* Prompt
Could you copy the records below exactly, leaving out any pictures?
[Records for the exercise Boundary: Start]
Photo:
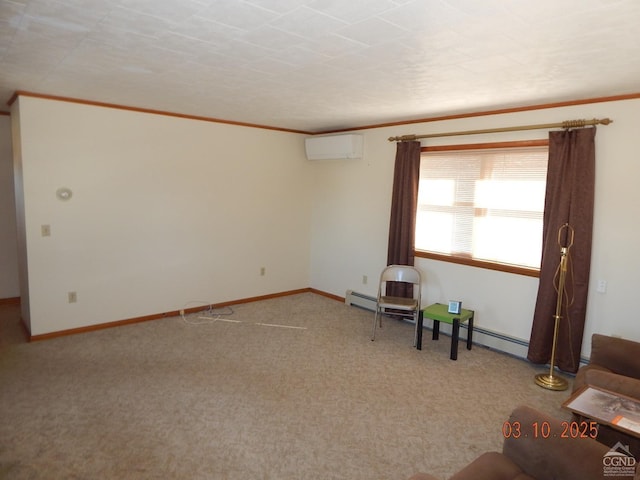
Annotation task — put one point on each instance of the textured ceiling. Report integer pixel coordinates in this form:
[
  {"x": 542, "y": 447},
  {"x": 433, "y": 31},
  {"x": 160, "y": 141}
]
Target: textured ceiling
[{"x": 318, "y": 65}]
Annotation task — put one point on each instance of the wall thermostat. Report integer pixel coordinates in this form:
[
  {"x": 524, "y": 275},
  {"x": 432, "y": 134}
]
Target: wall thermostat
[{"x": 455, "y": 307}]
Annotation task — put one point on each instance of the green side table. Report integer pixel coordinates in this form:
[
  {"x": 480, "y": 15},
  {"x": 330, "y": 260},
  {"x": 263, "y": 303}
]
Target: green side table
[{"x": 438, "y": 313}]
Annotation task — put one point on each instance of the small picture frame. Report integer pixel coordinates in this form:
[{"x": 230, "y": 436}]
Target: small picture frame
[{"x": 455, "y": 307}]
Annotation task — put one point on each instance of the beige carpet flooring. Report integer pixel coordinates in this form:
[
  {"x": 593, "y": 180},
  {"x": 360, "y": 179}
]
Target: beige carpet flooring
[{"x": 166, "y": 399}]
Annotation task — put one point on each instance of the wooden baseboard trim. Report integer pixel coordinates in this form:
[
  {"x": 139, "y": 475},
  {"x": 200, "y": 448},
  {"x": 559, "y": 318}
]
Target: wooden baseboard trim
[
  {"x": 157, "y": 316},
  {"x": 10, "y": 301}
]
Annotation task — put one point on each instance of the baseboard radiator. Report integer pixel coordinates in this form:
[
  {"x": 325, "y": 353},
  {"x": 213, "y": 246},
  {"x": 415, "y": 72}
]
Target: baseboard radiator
[
  {"x": 360, "y": 300},
  {"x": 481, "y": 336}
]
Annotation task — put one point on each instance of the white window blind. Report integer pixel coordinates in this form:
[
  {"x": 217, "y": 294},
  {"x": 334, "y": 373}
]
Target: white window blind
[{"x": 484, "y": 204}]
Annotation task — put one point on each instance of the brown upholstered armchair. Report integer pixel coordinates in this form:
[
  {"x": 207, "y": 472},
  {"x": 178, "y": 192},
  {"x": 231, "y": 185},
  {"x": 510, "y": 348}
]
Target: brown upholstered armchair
[
  {"x": 614, "y": 365},
  {"x": 532, "y": 457}
]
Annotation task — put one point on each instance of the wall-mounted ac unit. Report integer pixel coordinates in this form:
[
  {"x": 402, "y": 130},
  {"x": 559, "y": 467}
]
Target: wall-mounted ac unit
[{"x": 334, "y": 147}]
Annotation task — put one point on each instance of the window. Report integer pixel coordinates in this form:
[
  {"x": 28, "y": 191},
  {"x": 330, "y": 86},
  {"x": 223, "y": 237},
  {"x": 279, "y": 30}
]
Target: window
[{"x": 483, "y": 204}]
[Records for the exercise Boundary: End]
* Expected output
Photo:
Annotation task — put one point on each instance of the textured ceiling. Report integer pixel coordinates in this form:
[
  {"x": 542, "y": 447},
  {"x": 433, "y": 31},
  {"x": 160, "y": 141}
]
Target: textured ceiling
[{"x": 318, "y": 65}]
Annotation task — put one point on each instance of the wall thermostat. Report integer pixel coordinates in this form:
[
  {"x": 524, "y": 275},
  {"x": 432, "y": 134}
]
Target: wall thermostat
[{"x": 455, "y": 307}]
Annotation task — put one point on each instance of the green side table. Report integer pixel coordinates in this form:
[
  {"x": 480, "y": 15},
  {"x": 330, "y": 260},
  {"x": 263, "y": 303}
]
Target: green side table
[{"x": 438, "y": 313}]
Annotation task — put one point on each instance of the small picture frame. Report integer pixel coordinates in this form:
[{"x": 230, "y": 436}]
Target: small picture frame
[{"x": 455, "y": 307}]
Annotation task — put one point on each instance of the beige carpet flooring. Report integer pixel coordinates in this form:
[
  {"x": 593, "y": 180},
  {"x": 360, "y": 179}
]
Target: beige carpet flooring
[{"x": 166, "y": 399}]
Annotation task — put one point on each instance of the wooden baseboard trim. Report integer pixel coordinates in this form:
[
  {"x": 139, "y": 475},
  {"x": 200, "y": 448},
  {"x": 559, "y": 318}
]
Target: wooden baseboard trim
[
  {"x": 157, "y": 316},
  {"x": 10, "y": 301}
]
Annotation task — put one point on each instance of the baseboard radiator. Report integer pixel coordinates in this form:
[
  {"x": 325, "y": 353},
  {"x": 213, "y": 246},
  {"x": 415, "y": 72}
]
Target: baseboard radiator
[
  {"x": 360, "y": 300},
  {"x": 481, "y": 336}
]
Annotation task — put one point on each instance of the white window blind. Report integer pixel coordinates in this form:
[
  {"x": 217, "y": 294},
  {"x": 334, "y": 373}
]
Target: white window blind
[{"x": 484, "y": 204}]
Annotation task — put one point on each instance of the brown upholstered armchair. Report integer pixel coordinates in this form:
[
  {"x": 207, "y": 472},
  {"x": 178, "y": 192},
  {"x": 231, "y": 185},
  {"x": 510, "y": 348}
]
Target: brown upholstered armchair
[
  {"x": 614, "y": 365},
  {"x": 532, "y": 457}
]
Annotation task — put one point on each instance of the wall-mounted ac unit. Report integer pixel coordinates in this form:
[
  {"x": 402, "y": 130},
  {"x": 559, "y": 467}
]
Target: wall-mounted ac unit
[{"x": 334, "y": 147}]
Annotation task — put one point on each instance of the window. Report integer pixel coordinates in this form:
[
  {"x": 28, "y": 191},
  {"x": 330, "y": 86},
  {"x": 223, "y": 237},
  {"x": 279, "y": 30}
]
Target: window
[{"x": 483, "y": 204}]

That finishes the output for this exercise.